Could you filter the material below, keeping only the lines that contain the word "signal" and copying each one unchanged?

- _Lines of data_
※

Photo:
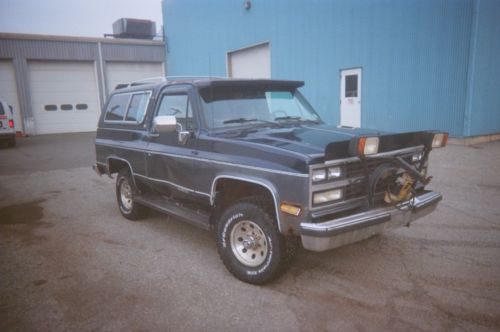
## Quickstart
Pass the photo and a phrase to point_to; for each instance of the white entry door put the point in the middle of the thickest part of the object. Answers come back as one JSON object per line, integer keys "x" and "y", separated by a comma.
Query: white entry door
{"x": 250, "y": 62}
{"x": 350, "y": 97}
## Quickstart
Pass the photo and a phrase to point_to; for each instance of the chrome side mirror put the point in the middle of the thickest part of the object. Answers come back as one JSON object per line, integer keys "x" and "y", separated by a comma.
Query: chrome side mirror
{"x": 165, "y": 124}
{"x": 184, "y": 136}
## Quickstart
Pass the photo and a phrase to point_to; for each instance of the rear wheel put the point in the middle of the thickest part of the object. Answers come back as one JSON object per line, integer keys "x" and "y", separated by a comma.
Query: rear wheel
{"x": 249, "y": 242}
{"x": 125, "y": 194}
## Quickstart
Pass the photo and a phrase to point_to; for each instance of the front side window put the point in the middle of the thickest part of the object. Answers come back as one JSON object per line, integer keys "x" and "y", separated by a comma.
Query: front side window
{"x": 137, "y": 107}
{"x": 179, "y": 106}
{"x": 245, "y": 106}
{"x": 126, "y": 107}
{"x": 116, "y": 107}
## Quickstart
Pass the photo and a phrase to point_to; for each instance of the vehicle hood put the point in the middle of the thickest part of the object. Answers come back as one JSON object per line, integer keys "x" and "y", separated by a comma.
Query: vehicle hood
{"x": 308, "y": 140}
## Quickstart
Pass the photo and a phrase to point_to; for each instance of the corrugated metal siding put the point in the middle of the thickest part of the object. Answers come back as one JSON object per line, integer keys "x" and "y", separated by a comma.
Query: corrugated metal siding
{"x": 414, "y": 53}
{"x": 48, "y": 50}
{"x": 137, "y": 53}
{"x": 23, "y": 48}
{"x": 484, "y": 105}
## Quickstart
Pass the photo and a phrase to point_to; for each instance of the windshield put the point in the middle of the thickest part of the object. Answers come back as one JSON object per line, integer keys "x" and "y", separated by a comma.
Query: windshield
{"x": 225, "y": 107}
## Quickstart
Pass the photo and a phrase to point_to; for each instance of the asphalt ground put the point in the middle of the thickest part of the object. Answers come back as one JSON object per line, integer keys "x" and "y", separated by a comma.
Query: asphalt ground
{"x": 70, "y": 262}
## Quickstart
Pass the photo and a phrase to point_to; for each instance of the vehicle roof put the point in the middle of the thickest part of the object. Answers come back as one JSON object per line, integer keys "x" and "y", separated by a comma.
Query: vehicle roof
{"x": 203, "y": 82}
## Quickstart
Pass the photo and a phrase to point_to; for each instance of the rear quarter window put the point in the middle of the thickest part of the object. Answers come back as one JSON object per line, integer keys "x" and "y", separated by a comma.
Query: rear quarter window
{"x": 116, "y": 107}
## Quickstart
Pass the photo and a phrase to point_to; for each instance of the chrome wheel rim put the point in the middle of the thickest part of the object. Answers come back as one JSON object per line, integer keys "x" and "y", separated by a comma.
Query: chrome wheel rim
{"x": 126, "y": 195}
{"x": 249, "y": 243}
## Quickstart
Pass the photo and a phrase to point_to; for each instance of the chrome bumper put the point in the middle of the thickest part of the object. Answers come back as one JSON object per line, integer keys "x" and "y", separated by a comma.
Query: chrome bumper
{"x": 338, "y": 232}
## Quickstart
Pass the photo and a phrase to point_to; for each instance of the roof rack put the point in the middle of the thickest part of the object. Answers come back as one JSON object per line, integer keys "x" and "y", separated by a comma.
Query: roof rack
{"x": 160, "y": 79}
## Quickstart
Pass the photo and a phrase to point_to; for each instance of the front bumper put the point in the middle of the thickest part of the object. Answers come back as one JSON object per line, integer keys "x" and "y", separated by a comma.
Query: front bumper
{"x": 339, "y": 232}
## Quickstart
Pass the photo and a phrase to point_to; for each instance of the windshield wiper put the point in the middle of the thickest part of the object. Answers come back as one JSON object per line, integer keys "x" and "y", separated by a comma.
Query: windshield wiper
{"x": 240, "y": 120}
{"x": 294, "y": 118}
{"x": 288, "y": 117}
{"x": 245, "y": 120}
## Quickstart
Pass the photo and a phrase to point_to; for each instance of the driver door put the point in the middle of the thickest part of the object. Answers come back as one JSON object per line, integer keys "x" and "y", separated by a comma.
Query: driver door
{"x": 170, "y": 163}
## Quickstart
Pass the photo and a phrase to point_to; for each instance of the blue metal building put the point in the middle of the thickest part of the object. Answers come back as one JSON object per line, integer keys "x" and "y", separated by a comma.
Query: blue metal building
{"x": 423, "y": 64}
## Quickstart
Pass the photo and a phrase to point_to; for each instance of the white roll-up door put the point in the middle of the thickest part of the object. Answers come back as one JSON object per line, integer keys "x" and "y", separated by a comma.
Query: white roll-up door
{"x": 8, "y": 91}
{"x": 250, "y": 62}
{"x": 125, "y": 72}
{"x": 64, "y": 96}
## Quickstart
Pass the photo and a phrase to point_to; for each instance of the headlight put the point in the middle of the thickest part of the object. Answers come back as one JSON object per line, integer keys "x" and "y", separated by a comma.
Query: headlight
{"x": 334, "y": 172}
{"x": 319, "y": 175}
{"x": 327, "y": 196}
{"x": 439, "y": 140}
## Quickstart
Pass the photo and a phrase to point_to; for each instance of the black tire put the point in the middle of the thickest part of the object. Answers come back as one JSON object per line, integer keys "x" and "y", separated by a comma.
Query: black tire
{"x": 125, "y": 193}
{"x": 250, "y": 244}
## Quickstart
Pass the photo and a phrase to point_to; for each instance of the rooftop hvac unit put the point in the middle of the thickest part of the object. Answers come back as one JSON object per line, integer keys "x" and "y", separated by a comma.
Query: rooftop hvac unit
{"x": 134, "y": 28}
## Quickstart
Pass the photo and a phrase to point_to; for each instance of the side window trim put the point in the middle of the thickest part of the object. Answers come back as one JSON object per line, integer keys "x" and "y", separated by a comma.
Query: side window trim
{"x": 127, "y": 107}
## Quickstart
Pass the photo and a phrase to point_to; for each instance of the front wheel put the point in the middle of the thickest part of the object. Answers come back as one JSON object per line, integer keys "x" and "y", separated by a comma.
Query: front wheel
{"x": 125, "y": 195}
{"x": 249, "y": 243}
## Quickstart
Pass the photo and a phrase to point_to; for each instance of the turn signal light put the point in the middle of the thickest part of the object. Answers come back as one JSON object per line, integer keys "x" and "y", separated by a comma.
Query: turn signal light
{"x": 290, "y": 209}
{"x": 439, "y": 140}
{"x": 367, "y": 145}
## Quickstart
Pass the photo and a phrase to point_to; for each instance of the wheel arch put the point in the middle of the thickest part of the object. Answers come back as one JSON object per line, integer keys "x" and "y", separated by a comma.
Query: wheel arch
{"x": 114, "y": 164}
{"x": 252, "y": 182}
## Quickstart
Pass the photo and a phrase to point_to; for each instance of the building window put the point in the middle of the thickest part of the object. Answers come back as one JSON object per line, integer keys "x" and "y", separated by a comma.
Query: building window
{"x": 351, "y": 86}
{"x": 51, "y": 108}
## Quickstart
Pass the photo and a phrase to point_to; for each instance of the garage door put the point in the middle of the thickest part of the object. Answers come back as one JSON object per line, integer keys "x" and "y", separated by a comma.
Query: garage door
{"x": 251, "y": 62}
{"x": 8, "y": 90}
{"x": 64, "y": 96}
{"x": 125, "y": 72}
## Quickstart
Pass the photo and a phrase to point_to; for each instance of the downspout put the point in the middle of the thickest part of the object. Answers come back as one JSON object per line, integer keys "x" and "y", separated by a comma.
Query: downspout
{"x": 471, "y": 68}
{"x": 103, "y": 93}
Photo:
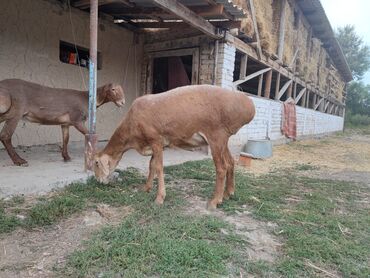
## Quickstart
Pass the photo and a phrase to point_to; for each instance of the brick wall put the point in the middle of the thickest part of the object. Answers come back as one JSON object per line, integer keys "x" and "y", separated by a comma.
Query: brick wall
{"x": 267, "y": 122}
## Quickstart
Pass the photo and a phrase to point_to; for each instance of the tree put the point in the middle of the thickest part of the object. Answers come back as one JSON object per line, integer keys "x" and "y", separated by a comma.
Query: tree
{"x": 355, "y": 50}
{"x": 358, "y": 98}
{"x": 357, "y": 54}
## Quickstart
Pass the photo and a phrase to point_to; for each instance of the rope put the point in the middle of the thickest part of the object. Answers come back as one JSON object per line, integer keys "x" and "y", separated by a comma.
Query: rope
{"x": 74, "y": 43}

※

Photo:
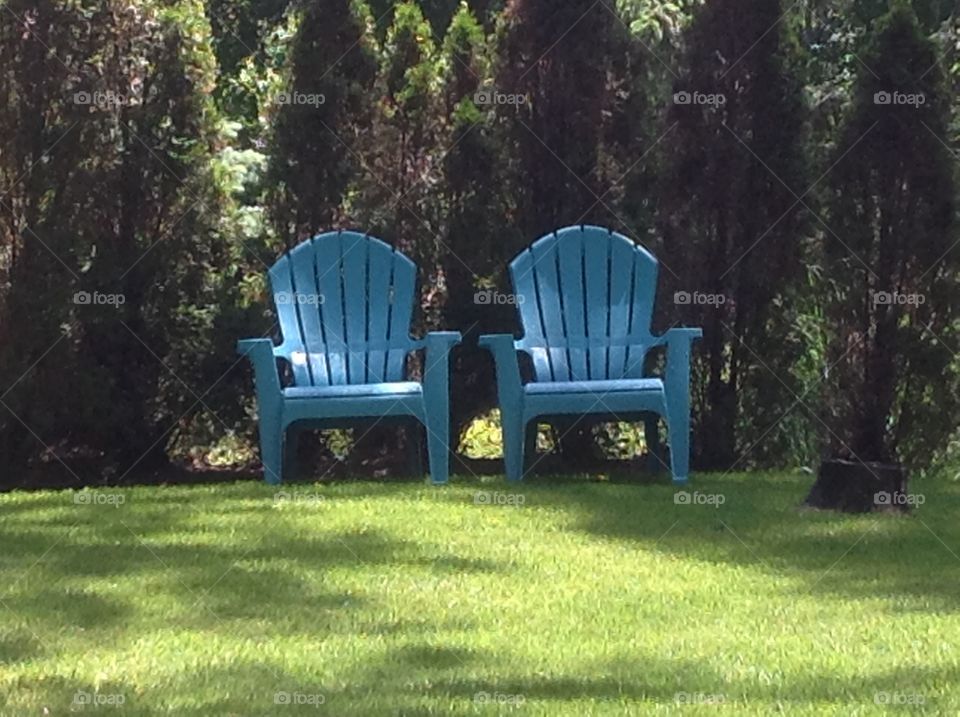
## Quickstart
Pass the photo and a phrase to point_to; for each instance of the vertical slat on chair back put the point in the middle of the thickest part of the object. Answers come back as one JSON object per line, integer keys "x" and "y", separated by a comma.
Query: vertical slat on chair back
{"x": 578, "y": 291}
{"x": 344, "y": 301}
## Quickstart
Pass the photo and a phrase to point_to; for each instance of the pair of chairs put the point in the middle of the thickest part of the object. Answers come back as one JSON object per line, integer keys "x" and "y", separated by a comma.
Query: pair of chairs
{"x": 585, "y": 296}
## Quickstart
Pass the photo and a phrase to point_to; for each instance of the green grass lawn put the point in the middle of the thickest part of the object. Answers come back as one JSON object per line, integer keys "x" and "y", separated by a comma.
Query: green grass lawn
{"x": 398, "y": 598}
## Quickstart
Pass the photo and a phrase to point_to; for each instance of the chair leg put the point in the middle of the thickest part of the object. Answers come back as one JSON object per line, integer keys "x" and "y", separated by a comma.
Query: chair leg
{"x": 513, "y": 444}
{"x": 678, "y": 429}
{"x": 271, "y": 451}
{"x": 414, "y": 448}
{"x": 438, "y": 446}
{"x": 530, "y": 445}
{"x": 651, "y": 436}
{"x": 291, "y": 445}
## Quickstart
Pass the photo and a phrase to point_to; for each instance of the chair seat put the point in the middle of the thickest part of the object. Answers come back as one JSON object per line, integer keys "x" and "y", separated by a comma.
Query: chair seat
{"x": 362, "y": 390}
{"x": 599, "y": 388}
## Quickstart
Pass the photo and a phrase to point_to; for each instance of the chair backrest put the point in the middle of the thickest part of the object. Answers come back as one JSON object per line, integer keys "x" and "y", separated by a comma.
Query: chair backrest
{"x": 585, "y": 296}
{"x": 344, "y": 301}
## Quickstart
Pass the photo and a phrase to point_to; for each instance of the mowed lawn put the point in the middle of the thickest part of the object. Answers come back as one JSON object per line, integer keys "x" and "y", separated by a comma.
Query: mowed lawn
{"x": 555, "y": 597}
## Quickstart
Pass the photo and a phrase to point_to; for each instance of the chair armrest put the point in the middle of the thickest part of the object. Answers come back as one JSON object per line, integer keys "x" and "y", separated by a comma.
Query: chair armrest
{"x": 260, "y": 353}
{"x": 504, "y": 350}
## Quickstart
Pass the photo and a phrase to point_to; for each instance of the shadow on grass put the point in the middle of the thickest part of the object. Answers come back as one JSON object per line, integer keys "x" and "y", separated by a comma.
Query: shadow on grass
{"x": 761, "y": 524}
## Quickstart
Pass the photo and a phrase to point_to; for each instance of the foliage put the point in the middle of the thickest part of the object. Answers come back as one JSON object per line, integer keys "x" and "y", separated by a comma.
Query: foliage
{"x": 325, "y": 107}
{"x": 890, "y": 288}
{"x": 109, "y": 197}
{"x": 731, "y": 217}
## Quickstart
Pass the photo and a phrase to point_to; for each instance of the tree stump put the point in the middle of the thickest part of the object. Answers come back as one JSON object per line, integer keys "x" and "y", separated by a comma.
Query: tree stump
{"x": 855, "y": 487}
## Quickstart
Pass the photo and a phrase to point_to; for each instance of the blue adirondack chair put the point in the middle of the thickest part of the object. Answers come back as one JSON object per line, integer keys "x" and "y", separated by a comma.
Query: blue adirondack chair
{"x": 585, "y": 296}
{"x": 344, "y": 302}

※

- _ANSWER_
Pass the photo and a phrase to point_to; for each instance of the turn signal light put the point in the middle of the thickest part of the object. Answers come back as one JSON object per line, integer keys "x" and "y", separated by a comma.
Query: turn signal light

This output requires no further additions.